▶ Listing:

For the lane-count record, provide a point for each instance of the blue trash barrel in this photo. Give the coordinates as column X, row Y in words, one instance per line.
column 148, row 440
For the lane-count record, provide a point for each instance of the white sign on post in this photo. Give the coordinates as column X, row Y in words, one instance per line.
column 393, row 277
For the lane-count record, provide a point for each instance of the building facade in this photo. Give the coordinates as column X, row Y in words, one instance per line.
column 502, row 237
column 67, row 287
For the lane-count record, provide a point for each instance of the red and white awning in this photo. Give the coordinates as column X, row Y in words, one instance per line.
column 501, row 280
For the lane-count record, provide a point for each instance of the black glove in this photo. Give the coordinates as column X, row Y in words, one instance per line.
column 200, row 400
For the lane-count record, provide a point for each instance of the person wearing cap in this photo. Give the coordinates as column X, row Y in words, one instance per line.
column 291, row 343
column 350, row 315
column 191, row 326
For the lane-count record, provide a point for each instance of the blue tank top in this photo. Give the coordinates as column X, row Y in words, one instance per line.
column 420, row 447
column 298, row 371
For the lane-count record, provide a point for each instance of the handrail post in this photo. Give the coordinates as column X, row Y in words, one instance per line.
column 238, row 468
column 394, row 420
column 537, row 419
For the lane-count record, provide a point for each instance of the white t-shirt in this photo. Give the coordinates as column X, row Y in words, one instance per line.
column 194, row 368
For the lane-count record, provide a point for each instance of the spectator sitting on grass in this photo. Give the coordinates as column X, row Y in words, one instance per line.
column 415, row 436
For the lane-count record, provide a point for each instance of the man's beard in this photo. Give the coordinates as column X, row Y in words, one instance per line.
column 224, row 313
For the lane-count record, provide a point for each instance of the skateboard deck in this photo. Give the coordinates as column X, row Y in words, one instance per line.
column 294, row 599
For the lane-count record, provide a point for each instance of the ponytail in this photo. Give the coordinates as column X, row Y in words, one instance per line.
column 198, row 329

▶ What this task involves: Copy out all the records above again, swapping "lane-count record" for "traffic-count record" and changing nothing else.

▶ Complete output:
For the traffic-count record, provide a point for each instance of the blue trash barrel in this photo. Give the coordinates as column X, row Y in words, one instance per line.
column 148, row 440
For the traffic-count record, provide a point for each instance of the white sign on post in this photo. Give the coordinates as column X, row Y in words, one instance per line.
column 393, row 277
For the traffic-count record, provide a point for each instance of the building facade in this photo. Give the coordinates as column X, row Y in words, one instance per line.
column 502, row 237
column 67, row 287
For the traffic-count record, provide a point for each instance of the red and white awning in this photo. Give the coordinates as column X, row Y in words, one instance per line.
column 501, row 280
For the traffic-count record, provide a point for each instance of the black glove in this photo. Give the coordinates as column X, row Y in words, one instance per line.
column 200, row 400
For the traffic-count record, provide a point for each instance of the person wearing cap in this photo. Give the coordinates as column X, row Y in words, one instance per line.
column 291, row 343
column 350, row 315
column 191, row 326
For the traffic-count record, provide a point for each instance of the blue tank top in this photo. Give the coordinates as column X, row Y in words, one instance per line.
column 420, row 447
column 298, row 371
For the traffic-count record, provide a point for each instance of the handrail post in this photo. Give the coordinates as column X, row Y in words, one instance per line.
column 238, row 468
column 394, row 420
column 537, row 419
For the traffic-count record, provide a point for each instance of the white t-shirt in this photo. Give the coordinates as column X, row Y in words, one instance per line.
column 194, row 368
For the traffic-count record, provide a point for each instance of the spectator sitting on grass in this photo. Give the coordinates as column X, row Y in words, one instance per line.
column 415, row 436
For the traffic-count record, provide a point for each instance of the man's beard in this photo. Give the coordinates as column X, row Y in words, one instance per line.
column 224, row 313
For the traffic-count record, provide a point for each instance of the skateboard deck in this photo. Give the coordinates as column X, row Y in words, one instance per line.
column 294, row 599
For the traffic-count record, provide a point for each instance of the ponytail in this photo. Give the coordinates as column X, row Y in words, one instance per line.
column 198, row 329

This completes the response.